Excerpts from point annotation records
-------
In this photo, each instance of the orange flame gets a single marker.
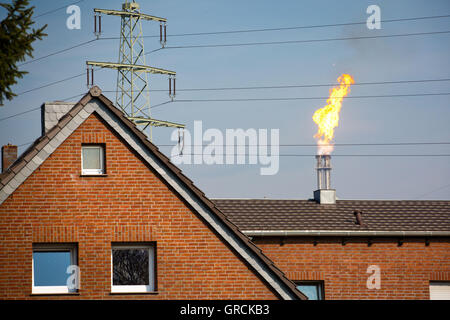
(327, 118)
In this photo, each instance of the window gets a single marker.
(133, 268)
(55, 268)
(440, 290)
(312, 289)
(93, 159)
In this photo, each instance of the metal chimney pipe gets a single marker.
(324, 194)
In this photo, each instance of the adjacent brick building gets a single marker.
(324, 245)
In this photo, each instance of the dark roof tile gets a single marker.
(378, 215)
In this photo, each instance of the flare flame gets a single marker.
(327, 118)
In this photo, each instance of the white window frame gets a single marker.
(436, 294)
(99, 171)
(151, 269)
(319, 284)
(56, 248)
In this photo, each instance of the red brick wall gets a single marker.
-------
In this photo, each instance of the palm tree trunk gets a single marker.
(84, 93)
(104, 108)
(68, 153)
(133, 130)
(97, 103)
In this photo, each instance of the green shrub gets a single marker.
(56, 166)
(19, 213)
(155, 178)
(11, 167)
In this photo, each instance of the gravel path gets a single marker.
-------
◆ Given exercise: Reproduce word for word the lines of the records that begin at the line containing "In this photo, each instance of the white" and end after the line containing "In this photo, each instance of the red", including both of those lines.

◆ Worked solution:
In this photo, each instance of the white window frame gets a single marker.
(436, 294)
(99, 171)
(151, 269)
(319, 284)
(56, 248)
In this photo, each instance of the red brick wall gets a single marker.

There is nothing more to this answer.